> _Task requirements_
Reply with the data below, repeated exactly in full.

Items listed in a dataset:
<<<<
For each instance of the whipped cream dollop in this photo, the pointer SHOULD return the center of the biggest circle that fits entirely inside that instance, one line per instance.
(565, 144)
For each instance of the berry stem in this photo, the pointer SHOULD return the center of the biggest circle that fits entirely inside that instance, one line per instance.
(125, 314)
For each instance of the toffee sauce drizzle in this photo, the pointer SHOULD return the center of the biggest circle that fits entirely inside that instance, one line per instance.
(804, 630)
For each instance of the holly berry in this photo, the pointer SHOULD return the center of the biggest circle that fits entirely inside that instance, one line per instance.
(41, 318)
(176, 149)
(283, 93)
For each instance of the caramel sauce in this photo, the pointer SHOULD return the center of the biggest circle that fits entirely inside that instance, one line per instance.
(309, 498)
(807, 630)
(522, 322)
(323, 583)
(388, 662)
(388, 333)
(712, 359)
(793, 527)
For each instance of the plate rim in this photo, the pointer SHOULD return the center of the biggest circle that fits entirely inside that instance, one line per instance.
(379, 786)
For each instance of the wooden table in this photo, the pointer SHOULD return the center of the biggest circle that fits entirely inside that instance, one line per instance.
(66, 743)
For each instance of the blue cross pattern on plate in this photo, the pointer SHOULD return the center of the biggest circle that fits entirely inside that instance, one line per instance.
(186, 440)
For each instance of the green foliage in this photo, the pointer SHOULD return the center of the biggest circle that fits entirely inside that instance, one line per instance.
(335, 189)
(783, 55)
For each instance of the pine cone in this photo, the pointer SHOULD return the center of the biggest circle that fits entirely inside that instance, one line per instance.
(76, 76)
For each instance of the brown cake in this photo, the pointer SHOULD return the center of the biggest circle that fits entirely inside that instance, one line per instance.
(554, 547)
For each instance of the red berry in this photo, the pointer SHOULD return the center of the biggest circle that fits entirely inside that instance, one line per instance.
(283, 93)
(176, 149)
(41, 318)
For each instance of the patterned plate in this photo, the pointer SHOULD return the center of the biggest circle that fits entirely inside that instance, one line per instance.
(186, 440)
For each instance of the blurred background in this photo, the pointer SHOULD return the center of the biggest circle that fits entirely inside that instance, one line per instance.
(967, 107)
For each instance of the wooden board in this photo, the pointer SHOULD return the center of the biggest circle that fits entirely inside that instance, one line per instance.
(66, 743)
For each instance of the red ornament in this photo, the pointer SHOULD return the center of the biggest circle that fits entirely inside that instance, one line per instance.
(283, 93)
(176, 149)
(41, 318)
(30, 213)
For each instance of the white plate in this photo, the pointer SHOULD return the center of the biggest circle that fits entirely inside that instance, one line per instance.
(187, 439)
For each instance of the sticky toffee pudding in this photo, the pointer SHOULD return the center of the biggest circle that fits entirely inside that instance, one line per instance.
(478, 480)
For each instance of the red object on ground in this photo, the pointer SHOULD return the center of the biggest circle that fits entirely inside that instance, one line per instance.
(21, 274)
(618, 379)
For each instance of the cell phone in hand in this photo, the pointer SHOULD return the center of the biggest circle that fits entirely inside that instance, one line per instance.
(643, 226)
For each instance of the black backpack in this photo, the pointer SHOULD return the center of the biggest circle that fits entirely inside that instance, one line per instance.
>>>>
> _Result for this task_
For each instance of the whipped cream dollop in this photo, the pointer SHOULD return the center of the biggest circle that fits entirely inside that instance, one line per instance.
(565, 144)
For each instance of the berry stem in this photo, the pointer SHOULD return the center of the biggest circle that fits entirely inside that instance, one line per instance.
(125, 314)
For each instance of the toffee sauce drizzle in this photo, the pointer SHOULD return the center of the biggest circle that fits entirely inside that instance, one line per instance.
(804, 630)
For each instance of the holly berry in this photo, the pointer SHOULD return the center of the biggest circle that fits entirely inside that instance, one line per instance.
(41, 318)
(176, 149)
(283, 93)
For each instance of the caramel sauce in this photo, the pointer SHOULD return the center of the biggest circle that fits entirely inside that instance, one line per instance.
(309, 498)
(807, 630)
(522, 322)
(323, 583)
(388, 662)
(388, 333)
(712, 359)
(793, 527)
For each instance of the plate rim in this photo, the pointer SHOULD return the center of the biggest circle that fits entirely inside that instance, one line per instance.
(379, 786)
For each instance of the wooden table in this photo, the pointer SHOULD return the center of the biggest circle that fits entirely inside that instance, one line per instance.
(66, 743)
For each instance of the blue cross pattern on plate in this photo, the pointer SHOULD return the center of the biggest circle that fits entirely inside that instance, one line per instance.
(186, 440)
For each instance of the green foliage in this photo, the pointer SHOULD return the center of the biggest circle that fits entirely inside that instance, one line per instance.
(335, 189)
(783, 55)
For each instance of the pine cone in this photo, the pointer SHOULD return the center of the biggest circle that fits entirely inside that instance, one line per instance.
(76, 76)
For each instance of the brown cake in this photo, the pointer SHOULD return the center of the biggest circle that fits entirely inside that instance, one line per instance.
(554, 547)
For each instance of the red berry in this photo, the pointer SHOULD return the center of the biggest circle that fits entirely inside that instance, one line per instance.
(283, 93)
(176, 149)
(41, 318)
For each instance of the patterned plate in this photo, the pointer SHOULD return the center of the biggest circle that fits entirely inside that instance, one line per instance.
(186, 440)
For each instance of the blurred background in this photo, the pointer SHOULD return the center of the biggest circle that fits entirely inside that instance, one line per instance.
(967, 107)
For each instance of the wooden board in this photo, the pointer SHOULD return the center of the biggest circle that fits entirely inside that instance, one line per instance.
(66, 743)
For each instance of the red ornament in this photo, the pointer SHOULD return the center of the biggest circle that fits entirely inside that instance, one line per instance.
(283, 93)
(176, 149)
(41, 318)
(30, 213)
For each instance of the white plate in this photo, the pointer SHOULD return the center of the biggest circle that fits entirely inside that instance, one line per instance.
(187, 439)
For each instance of the sticky toffee pudding in this photo, the pointer SHOULD return the center of the biggest circle that fits entirely inside that instance, one line per instance.
(478, 480)
For each instance of the red object on ground in this photo, the pointer SHOULD return the center of the biggest circle that fits entirely inside that instance, one line per instance.
(21, 274)
(618, 379)
For each instance of the cell phone in hand in this photo, the pointer SHOULD return the center of the biggest circle that fits entirely inside that instance, one line per instance.
(643, 226)
For each instance of the black backpack in this photo, the pointer SHOULD return the center of the biggest circle that fits entirely inside that instance, one line per instance.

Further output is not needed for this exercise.